- [WORK ITEM] Go to the line containing "Would you be able to indicate the dirt" in the listing below. Output that line and each later one exactly.

- [AVAILABLE DATA]
Start of Block

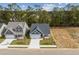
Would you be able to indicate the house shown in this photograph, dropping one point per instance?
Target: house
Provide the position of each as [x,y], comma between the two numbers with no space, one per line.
[2,27]
[39,31]
[16,30]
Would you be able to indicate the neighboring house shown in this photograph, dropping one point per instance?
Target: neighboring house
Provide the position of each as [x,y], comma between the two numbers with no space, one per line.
[2,27]
[39,31]
[16,30]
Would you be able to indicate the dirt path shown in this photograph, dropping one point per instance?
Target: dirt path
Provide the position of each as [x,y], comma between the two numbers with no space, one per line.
[63,39]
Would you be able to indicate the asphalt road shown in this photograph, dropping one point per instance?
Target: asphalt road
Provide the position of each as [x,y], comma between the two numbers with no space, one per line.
[42,51]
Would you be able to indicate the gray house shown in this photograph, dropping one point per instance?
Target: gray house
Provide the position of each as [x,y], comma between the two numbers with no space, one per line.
[16,30]
[39,31]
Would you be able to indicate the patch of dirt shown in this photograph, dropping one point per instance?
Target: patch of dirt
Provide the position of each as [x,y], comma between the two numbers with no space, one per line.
[62,38]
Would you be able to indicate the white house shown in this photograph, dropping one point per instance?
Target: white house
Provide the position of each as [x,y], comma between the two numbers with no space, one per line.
[2,27]
[16,30]
[39,31]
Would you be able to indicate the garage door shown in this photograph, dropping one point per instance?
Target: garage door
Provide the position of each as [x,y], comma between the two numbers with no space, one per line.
[35,36]
[10,36]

End of Block

- [SOLUTION FOR THIS TASK]
Would you be able to indicate the dirt path shown in this photograph, dropping one point per instance?
Target: dirt path
Provide the position of each as [x,y], comma between the two numbers with no space, one per line.
[63,39]
Would you be able to indicate the asphalt road shown in this photograph, dropping one point per instance?
Target: asphalt road
Provide the position of each as [x,y], comma between the two numbers with no space, one per line.
[42,51]
Would you be able to indicate the gray house shown in this photograph, dropping one point per instance?
Target: gray house
Provide the position of each as [x,y], comma between the two numbers with no space, one per line.
[16,30]
[39,31]
Would you be able to indicate the patch of dirt shown in this photograph, dropping one point per instance?
Target: patch of dirt
Provide the position of each as [x,y], comma between the two numbers with no space, one per line.
[62,38]
Would you be able to indicate the white house shown in this photograph, dropping one point per instance?
Target: white house
Provide the position of each as [x,y], comma between the two numbers with no space, one per line.
[2,27]
[16,30]
[39,31]
Would you be able to indicate the garage door shown in this photograph, dropping one point per instance?
Target: garage door
Provide the position of each as [x,y], comma between the two numbers with no space, one per line.
[35,36]
[10,36]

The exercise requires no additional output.